Yapılacak İşler:
1. Saray yazısında "Bütün bu yaşananlar" ifadesinden başlayıp "çıktı işin içinden." ifadesi de dahil olmak üzere o kısmı birebir yineler misin?
2. Saray yazısına göre şu soruları yanıtlar mısın?
(a) Yazıyı kim yazmış?
(b) Yazı hangi tarihi taşıyor?
(c) Bütün bu yaşananlar neyin yüzünden olmuş?

Sayfa Alıntısı:
+-------+

SARAY SUSACAK!

Yazan: Turgut Koçak 27 Ağustos 2015

Bütün bu yaşananlar saray hevesi yüzünden. Başkan olacağım dedi ama hevesi kursağında kaldı. Ben önceki cumhurbaşkanlarına benzemem, bütün yetkilerimi kullanacağım dedi, gördü ki ortada yetki sınırı mınırı kalmamış, ben milletin iradesiyle buraya geldim, istediğimi yaparım deyip sistemi de değiştirdiğin söyleyip çıktı işin içinden.

+-------+

Veri Kayıtları:
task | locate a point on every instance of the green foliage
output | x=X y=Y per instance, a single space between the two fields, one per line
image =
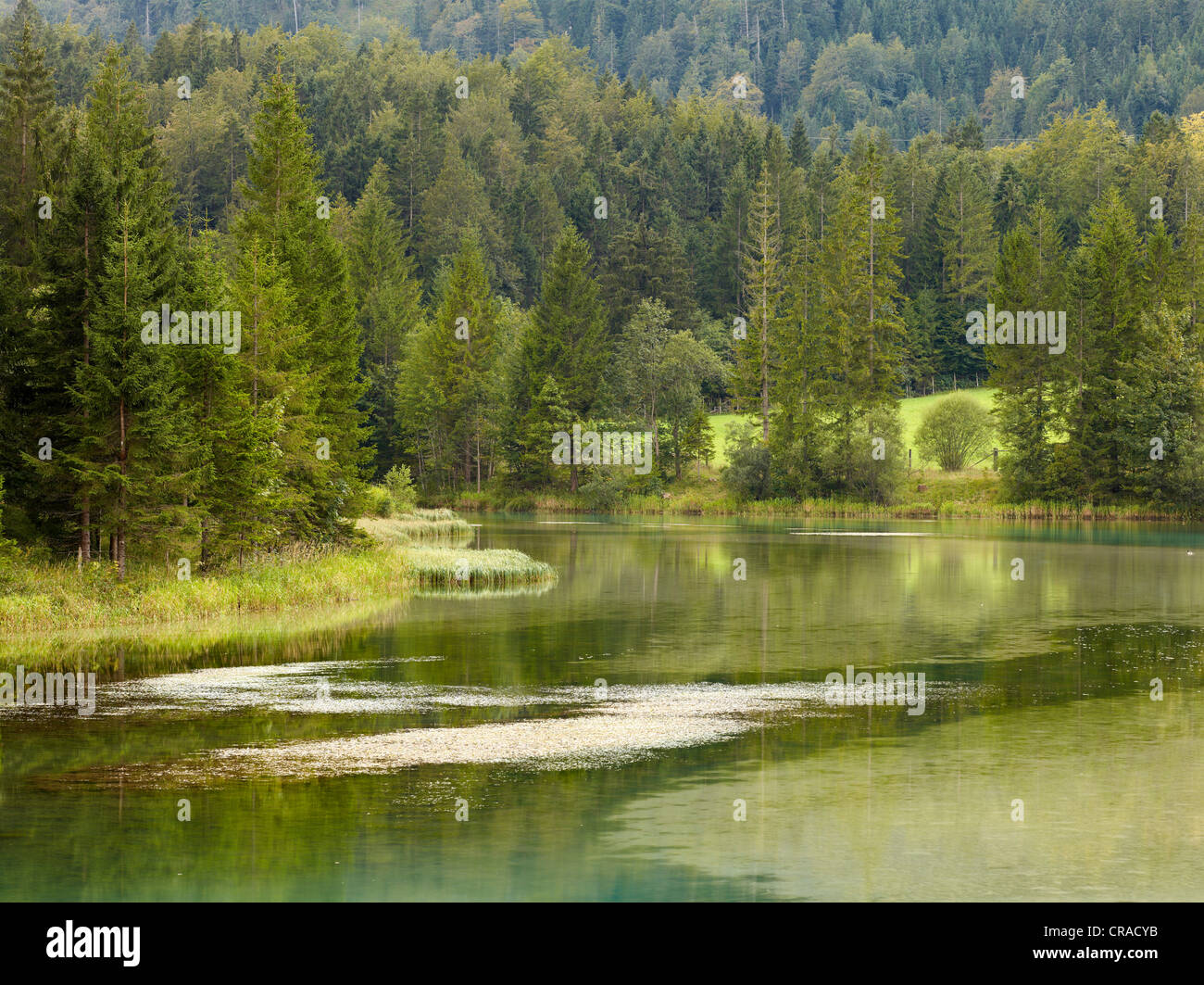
x=401 y=489
x=955 y=433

+-------+

Çözüm Kümesi:
1.
Bütün bu yaşananlar saray hevesi yüzünden. Başkan olacağım dedi ama hevesi kursağında kaldı. Ben önceki cumhurbaşkanlarına benzemem, bütün yetkilerimi kullanacağım dedi, gördü ki ortada yetki sınırı mınırı kalmamış, ben milletin iradesiyle buraya geldim, istediğimi yaparım deyip sistemi de değiştirdiğin söyleyip çıktı işin içinden.

2.
(a) Turgut Koçak
(b) 27 Ağustos 2015
(c) Saray hevesi yüzünden